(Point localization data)
|---|

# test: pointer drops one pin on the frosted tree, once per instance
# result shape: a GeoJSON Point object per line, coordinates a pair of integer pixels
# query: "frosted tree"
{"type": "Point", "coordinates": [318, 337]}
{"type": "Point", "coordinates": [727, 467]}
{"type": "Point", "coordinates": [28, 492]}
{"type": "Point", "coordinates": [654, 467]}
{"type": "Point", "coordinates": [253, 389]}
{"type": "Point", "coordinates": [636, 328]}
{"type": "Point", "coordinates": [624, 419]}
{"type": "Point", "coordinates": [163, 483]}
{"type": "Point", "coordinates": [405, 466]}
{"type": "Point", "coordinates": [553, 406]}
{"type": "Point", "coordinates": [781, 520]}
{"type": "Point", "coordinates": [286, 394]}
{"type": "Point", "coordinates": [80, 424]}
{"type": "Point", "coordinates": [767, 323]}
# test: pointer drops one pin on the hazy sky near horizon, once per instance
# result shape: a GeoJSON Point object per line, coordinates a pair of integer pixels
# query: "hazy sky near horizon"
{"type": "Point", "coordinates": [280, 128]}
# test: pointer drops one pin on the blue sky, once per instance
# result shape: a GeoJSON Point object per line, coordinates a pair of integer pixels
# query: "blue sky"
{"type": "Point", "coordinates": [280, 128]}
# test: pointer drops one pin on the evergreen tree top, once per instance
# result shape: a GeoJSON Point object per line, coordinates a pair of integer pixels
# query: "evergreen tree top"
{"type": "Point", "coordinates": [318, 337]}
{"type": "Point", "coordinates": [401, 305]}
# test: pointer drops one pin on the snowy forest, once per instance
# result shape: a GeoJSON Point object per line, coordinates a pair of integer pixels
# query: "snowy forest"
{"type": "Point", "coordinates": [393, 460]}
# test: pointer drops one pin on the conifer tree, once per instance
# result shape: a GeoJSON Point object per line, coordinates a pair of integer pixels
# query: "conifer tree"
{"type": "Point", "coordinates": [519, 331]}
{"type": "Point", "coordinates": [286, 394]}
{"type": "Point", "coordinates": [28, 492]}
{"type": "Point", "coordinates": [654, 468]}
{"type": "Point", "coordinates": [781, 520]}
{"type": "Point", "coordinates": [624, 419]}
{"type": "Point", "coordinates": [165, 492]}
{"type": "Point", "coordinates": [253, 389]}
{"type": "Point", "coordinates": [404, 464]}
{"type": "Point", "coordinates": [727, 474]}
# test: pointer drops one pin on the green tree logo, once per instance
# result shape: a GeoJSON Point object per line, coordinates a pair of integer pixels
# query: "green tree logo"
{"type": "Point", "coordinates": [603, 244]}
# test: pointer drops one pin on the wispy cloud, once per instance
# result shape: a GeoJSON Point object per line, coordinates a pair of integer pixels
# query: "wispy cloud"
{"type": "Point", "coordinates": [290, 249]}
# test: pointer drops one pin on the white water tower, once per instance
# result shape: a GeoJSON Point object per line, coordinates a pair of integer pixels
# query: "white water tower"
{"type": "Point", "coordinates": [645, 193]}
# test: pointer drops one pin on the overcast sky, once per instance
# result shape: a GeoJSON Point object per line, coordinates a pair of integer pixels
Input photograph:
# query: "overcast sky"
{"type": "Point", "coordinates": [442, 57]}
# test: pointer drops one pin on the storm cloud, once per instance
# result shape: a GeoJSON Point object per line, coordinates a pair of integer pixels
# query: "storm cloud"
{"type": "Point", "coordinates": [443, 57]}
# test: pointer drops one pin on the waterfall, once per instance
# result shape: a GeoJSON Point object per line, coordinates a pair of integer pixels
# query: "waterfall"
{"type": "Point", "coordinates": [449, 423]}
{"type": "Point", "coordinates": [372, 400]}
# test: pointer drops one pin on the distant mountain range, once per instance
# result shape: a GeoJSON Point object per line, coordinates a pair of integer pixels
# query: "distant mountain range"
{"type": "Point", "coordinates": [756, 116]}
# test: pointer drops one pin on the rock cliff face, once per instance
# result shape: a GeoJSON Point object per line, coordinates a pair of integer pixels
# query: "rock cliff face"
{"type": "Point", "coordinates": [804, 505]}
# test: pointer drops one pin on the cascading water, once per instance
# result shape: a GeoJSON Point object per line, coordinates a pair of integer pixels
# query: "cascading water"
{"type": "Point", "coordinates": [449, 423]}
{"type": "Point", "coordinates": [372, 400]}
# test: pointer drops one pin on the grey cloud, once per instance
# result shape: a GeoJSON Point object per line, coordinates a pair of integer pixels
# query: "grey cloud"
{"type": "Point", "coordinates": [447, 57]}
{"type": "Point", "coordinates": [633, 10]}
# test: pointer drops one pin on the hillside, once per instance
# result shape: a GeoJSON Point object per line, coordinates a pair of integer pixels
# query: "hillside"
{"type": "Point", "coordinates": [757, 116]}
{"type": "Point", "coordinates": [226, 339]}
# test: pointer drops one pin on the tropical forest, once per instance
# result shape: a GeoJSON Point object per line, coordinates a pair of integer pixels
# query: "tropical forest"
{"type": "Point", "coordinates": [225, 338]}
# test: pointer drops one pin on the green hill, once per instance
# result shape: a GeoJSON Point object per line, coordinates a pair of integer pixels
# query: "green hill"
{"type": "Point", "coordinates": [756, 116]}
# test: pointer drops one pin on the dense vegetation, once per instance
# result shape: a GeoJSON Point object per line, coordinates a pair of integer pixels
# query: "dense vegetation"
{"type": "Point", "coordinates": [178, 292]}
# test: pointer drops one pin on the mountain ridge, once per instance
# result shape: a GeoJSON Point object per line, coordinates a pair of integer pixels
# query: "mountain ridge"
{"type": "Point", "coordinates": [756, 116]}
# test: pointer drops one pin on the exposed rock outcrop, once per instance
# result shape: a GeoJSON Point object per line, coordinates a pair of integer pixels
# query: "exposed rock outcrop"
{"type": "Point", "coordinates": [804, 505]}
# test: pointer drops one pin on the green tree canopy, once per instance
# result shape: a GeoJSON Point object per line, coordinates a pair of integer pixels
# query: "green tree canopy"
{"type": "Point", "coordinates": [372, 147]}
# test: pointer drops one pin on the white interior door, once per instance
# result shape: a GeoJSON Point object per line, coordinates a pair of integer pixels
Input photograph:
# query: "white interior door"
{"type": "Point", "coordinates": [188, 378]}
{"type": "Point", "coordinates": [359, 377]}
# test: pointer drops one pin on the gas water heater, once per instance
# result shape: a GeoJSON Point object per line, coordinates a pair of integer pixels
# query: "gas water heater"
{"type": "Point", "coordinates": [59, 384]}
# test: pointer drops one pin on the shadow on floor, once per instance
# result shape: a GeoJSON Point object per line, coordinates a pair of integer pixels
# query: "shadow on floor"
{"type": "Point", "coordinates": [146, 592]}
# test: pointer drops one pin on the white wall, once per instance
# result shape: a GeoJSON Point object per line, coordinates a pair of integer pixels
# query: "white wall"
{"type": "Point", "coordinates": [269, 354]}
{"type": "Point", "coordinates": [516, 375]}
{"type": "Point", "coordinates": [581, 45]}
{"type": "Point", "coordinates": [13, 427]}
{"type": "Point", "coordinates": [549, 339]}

|---|

ASSIGNMENT:
Write out the records shown above, exactly as they appear.

SOLUTION TO THIS EXERCISE:
# test: pointer drops one pin on the frosted tree, once per instance
# result shape: a GeoJSON Point object per line, coordinates a pair of integer pixels
# query: "frosted tree"
{"type": "Point", "coordinates": [318, 337]}
{"type": "Point", "coordinates": [727, 467]}
{"type": "Point", "coordinates": [28, 492]}
{"type": "Point", "coordinates": [654, 467]}
{"type": "Point", "coordinates": [253, 389]}
{"type": "Point", "coordinates": [636, 328]}
{"type": "Point", "coordinates": [624, 419]}
{"type": "Point", "coordinates": [163, 483]}
{"type": "Point", "coordinates": [405, 466]}
{"type": "Point", "coordinates": [553, 406]}
{"type": "Point", "coordinates": [781, 520]}
{"type": "Point", "coordinates": [286, 394]}
{"type": "Point", "coordinates": [80, 424]}
{"type": "Point", "coordinates": [767, 323]}
# test: pointer drops one pin on the hazy sky near horizon, once per instance
# result shape: a GeoJSON Point object per line, coordinates a pair of integer pixels
# query: "hazy sky near horizon"
{"type": "Point", "coordinates": [280, 128]}
# test: pointer drops one pin on the blue sky, once per instance
# result shape: a GeoJSON Point object per line, coordinates a pair of integer pixels
# query: "blue sky"
{"type": "Point", "coordinates": [280, 128]}
# test: pointer drops one pin on the evergreen tree top, once per instance
# result shape: a GeoJSON Point object per line, coordinates a pair of integer pixels
# query: "evergreen tree top"
{"type": "Point", "coordinates": [318, 337]}
{"type": "Point", "coordinates": [401, 305]}
# test: pointer drops one pin on the snowy forest, once per instance
# result shape: a GeoJSON Point object per line, coordinates a pair of integer pixels
# query: "snowy forest"
{"type": "Point", "coordinates": [393, 460]}
# test: pointer drops one pin on the conifer tree, once per instance
# result shape: a GeoJSON Point object per line, coordinates a pair of integer pixels
# query: "conifer tree"
{"type": "Point", "coordinates": [519, 331]}
{"type": "Point", "coordinates": [286, 394]}
{"type": "Point", "coordinates": [28, 492]}
{"type": "Point", "coordinates": [654, 468]}
{"type": "Point", "coordinates": [781, 520]}
{"type": "Point", "coordinates": [624, 419]}
{"type": "Point", "coordinates": [165, 492]}
{"type": "Point", "coordinates": [253, 389]}
{"type": "Point", "coordinates": [404, 464]}
{"type": "Point", "coordinates": [727, 474]}
# test: pointer drops one pin on the green tree logo, once per instance
# result shape: a GeoJSON Point object per line, coordinates a pair of integer pixels
# query: "green tree logo"
{"type": "Point", "coordinates": [603, 244]}
# test: pointer drops one pin on the wispy cloud, once per instance
# result shape: a GeoJSON Point object per line, coordinates a pair of integer pixels
# query: "wispy cloud"
{"type": "Point", "coordinates": [290, 249]}
# test: pointer drops one pin on the white water tower, once per instance
# result shape: a GeoJSON Point object per line, coordinates a pair of integer pixels
# query: "white water tower"
{"type": "Point", "coordinates": [645, 193]}
# test: pointer drops one pin on the overcast sky, once per instance
# result shape: a GeoJSON Point object per line, coordinates a pair of integer pixels
Input photograph:
# query: "overcast sky"
{"type": "Point", "coordinates": [442, 57]}
# test: pointer drops one pin on the storm cloud, once per instance
# result shape: a GeoJSON Point object per line, coordinates a pair of integer pixels
# query: "storm cloud"
{"type": "Point", "coordinates": [443, 57]}
# test: pointer drops one pin on the waterfall, once per instance
# result shape: a GeoJSON Point object per line, coordinates a pair of integer pixels
# query: "waterfall"
{"type": "Point", "coordinates": [449, 423]}
{"type": "Point", "coordinates": [372, 400]}
# test: pointer drops one pin on the distant mountain range, once per instance
# result shape: a GeoJSON Point object per line, coordinates a pair of integer pixels
# query: "distant mountain range"
{"type": "Point", "coordinates": [756, 116]}
# test: pointer drops one pin on the rock cliff face, once per instance
# result shape: a GeoJSON Point object per line, coordinates a pair of integer pixels
# query: "rock cliff face"
{"type": "Point", "coordinates": [804, 505]}
# test: pointer drops one pin on the cascading water, once per instance
# result shape: a GeoJSON Point object per line, coordinates a pair of integer pixels
# query: "cascading water"
{"type": "Point", "coordinates": [449, 423]}
{"type": "Point", "coordinates": [372, 400]}
# test: pointer drops one pin on the grey cloud, once per instance
# result shape: a GeoJSON Point object per line, coordinates a pair of integer pixels
# query: "grey cloud"
{"type": "Point", "coordinates": [447, 57]}
{"type": "Point", "coordinates": [633, 10]}
# test: pointer drops one pin on the hillside, once per instance
# result shape: a GeoJSON Point object per line, coordinates a pair of integer pixels
# query: "hillside"
{"type": "Point", "coordinates": [757, 116]}
{"type": "Point", "coordinates": [226, 339]}
# test: pointer drops one pin on the tropical forest, once per instance
# result shape: a GeoJSON Point object per line, coordinates a pair of integer pixels
# query: "tropical forest"
{"type": "Point", "coordinates": [225, 338]}
# test: pointer drops one pin on the green hill, once per instance
# result shape: a GeoJSON Point object per line, coordinates a pair of integer pixels
# query: "green hill"
{"type": "Point", "coordinates": [756, 116]}
# test: pointer drops one pin on the dense vegetation, once per instance
# result shape: a GeoJSON Point object per line, coordinates a pair of integer pixels
# query: "dense vegetation"
{"type": "Point", "coordinates": [178, 292]}
# test: pointer drops one pin on the mountain ridge, once per instance
# result shape: a GeoJSON Point object per line, coordinates a pair of integer pixels
# query: "mountain ridge"
{"type": "Point", "coordinates": [756, 116]}
# test: pointer drops one pin on the exposed rock outcrop, once per instance
# result shape: a GeoJSON Point object per line, coordinates a pair of integer pixels
# query: "exposed rock outcrop"
{"type": "Point", "coordinates": [804, 505]}
# test: pointer drops one pin on the green tree canopy, once per instance
# result shape: a GeoJSON Point object per line, coordinates a pair of integer pixels
# query: "green tree canopy"
{"type": "Point", "coordinates": [372, 147]}
# test: pointer drops one pin on the white interior door, once per instance
# result shape: a GeoJSON Point object per line, coordinates a pair of integer pixels
Input photograph:
# query: "white interior door"
{"type": "Point", "coordinates": [188, 378]}
{"type": "Point", "coordinates": [359, 377]}
# test: pointer drops one pin on the gas water heater, once per instance
# result shape: a GeoJSON Point object per line, coordinates a pair of integer pixels
# query: "gas water heater"
{"type": "Point", "coordinates": [59, 384]}
# test: pointer drops one pin on the shadow on floor, once per instance
# result shape: a GeoJSON Point object per line, coordinates a pair of integer pixels
# query: "shadow on floor"
{"type": "Point", "coordinates": [146, 592]}
# test: pointer drops one pin on the white wall, once per instance
# result shape: a GeoJSON Point object per line, coordinates a pair of integer pixels
# query: "white wall"
{"type": "Point", "coordinates": [269, 354]}
{"type": "Point", "coordinates": [516, 375]}
{"type": "Point", "coordinates": [581, 45]}
{"type": "Point", "coordinates": [13, 427]}
{"type": "Point", "coordinates": [549, 339]}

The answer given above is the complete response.